**What you have to do**: Proceed with the forum post about speeding up HVBackup backups, picking up after its final sentence.

**Supplied passage**:
────────────────────────────────────────

Ant · September 28, 2025, 6:44pm

It will take some time as I re-purposed the storage previously assigned to the UrBackupVM for the below backup data. The VM with URbackup server is still built but I will need to steal some storage from somewhere else to do it.

I posess non-formal self taught [read limited] dev skills and I found that I could make this project

operate at near line speed (10G) on a “direct copy” -d switch by replacing 541 - 546 in the BackupManager.cs file from the HVBackup.Engine project with the below code block.

    else if (File.Exists(srcPath))
    {
        var outputName = Path.Combine(vmBackupPath, vmPath.Substring(volumePathLength));
        var folder = Path.GetDirectoryName(outputName);
        if (!Directory.Exists(folder))
        {
            Directory.CreateDirectory(folder);
        }
        File.Copy(srcPath, outputName, true);
    }

What this does is make a direct VSS File.Copy Whereas the original implementation was using streams and topped out at 2.5Gb/s.

File.Copy a direct system call and can use hardware acceleration and large kernel buffers.
Stream.CopyTo is constrained by the buffer size and managed overhead, so throughput is lower.

Also: I now have working (just today) and am refining a “producer → consumer → writer” style LZ4 codec based parallel compressor (just using L00_FAST at the moment) to reduce backup storage by compressing the source. I have it working but need to tune the GC as VHD files end up as thousands of 4MB blocks being compressed across cores in the compressor code.

────────────────────────────────────────

**Collected data**:
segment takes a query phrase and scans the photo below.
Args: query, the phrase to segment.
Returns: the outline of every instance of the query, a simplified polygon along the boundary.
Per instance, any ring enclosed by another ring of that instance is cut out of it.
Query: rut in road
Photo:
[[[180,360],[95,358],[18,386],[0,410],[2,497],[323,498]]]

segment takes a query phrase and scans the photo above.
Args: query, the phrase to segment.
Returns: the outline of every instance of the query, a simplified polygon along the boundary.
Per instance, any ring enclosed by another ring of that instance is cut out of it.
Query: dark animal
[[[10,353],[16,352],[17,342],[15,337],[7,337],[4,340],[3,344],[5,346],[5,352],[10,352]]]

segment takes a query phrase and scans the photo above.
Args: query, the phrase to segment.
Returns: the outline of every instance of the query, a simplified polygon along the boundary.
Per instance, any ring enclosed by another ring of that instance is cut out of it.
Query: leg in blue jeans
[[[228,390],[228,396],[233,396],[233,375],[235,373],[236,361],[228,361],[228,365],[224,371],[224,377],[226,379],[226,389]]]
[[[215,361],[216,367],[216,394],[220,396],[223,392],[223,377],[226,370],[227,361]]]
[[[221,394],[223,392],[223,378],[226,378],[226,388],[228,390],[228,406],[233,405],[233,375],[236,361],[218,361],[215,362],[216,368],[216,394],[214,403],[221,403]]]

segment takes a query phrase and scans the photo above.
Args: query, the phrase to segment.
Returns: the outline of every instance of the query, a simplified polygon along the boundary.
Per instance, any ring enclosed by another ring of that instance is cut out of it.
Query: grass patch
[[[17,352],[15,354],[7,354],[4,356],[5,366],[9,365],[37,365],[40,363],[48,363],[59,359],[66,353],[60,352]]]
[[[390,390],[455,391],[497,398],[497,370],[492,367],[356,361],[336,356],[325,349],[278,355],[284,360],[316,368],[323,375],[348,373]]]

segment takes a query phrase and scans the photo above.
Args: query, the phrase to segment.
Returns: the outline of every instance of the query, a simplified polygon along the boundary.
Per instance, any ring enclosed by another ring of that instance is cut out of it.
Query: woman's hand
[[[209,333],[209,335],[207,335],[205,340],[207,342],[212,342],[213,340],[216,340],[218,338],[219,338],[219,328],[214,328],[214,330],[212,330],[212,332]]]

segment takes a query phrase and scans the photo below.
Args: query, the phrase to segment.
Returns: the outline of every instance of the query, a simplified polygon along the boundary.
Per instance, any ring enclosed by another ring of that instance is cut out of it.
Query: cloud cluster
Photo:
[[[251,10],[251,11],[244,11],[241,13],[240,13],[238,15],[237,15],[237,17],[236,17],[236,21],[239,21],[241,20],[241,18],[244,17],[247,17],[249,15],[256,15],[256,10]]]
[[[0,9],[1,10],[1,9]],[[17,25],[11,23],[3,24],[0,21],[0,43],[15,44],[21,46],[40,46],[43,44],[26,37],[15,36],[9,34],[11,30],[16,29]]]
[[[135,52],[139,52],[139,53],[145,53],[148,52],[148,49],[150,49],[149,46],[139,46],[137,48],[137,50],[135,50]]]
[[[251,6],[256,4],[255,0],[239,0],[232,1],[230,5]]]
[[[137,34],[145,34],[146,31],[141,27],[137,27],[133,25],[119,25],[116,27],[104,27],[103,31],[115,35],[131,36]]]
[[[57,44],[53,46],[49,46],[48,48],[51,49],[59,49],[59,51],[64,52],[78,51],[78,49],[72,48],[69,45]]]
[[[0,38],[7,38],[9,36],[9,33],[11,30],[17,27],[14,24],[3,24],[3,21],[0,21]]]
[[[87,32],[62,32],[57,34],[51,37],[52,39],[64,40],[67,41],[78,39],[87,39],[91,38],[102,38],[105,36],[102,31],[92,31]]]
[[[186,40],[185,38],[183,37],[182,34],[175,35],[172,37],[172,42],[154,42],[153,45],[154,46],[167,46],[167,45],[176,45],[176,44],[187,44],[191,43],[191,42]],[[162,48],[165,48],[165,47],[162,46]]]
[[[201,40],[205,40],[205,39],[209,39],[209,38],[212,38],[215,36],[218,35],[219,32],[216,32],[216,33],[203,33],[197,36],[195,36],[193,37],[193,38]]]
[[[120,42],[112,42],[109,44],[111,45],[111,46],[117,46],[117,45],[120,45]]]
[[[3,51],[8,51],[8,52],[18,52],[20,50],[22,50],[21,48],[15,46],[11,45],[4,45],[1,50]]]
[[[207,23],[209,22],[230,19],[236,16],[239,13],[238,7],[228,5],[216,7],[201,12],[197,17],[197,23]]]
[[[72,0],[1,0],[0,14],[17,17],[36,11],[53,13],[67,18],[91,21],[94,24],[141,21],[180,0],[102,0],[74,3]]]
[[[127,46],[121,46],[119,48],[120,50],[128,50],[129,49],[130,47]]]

────────────────────────────────────────

**Output for this exercise**:
Even the fastest (least compression) option of this codec reduces the size of a 37GB VHD to 22GB and costs only 30 extra seconds at 137 seconds total versus 67 seconds total for the uncompressed direct copy of the 37G.

The LZ4 codec in ‘fast’ is so efficient that the cores (18 of, core 0 and 1 I avoid using) only run at 30%. However, selecting higher compression levels push all cores to 100% as expected.

I am probably going to go via this private route in our case as I am pretty happy with sub 2 mins for a backup at 50% source size. The commercial options out there are either meggabucks (Veeam) or a bit unclear as to the performance vs cost, but certainly more costly than free.

I am intending to get RCT working but that’s another big step.

I’ll reply again once I have any data to provide to you.

Ant · November 16, 2025, 8:21pm

I didn’t properly read what you asked me for, I am sorry, you wanted to know whether the limitation was per client or server total. I am sorry, I didn’t test that so I don’t know, but I am pretty sure the limitation would be per physical client instance. I don’t think the code (but I do not know) backs up more than one virtual machine at once per physical host. I am reasonably confident that you can run multiple physical hosts to one UrBackup server simultaneously and these would operate concurrently. Your bottleneck would then come up as your CPU speed to deal with the CPU interrupts from the NIC and the associated Deferred Procedure Calls to process the packets once the CPU had finished with the packet interrupt at a higher level; and obviously the backup media write speed.

With a much greater level of complexity than I could have ever imagined at the start, I have finished my private implementation of RCT / CBT using Win32 P/Invoke and WMI. The code implements VSS for Windows Server and standard WMI exports for Win 10 / 11. In the case of the client side the export is then read back and pumped through the compressor before being written back to the output directory. I wanted to make sure I get the configuration files because these are often missed out. On the Win10/11 OS WMI is the only supported way. Consequently, it’s hop skip and a jump compared to the server side but once that initial backup is completed the incremental block level backups are identical in both cases. There is no “server” just a target proprietary compressed file format for each VM which contains all needed elements from each backup to completely restore the VM to a given backup time point.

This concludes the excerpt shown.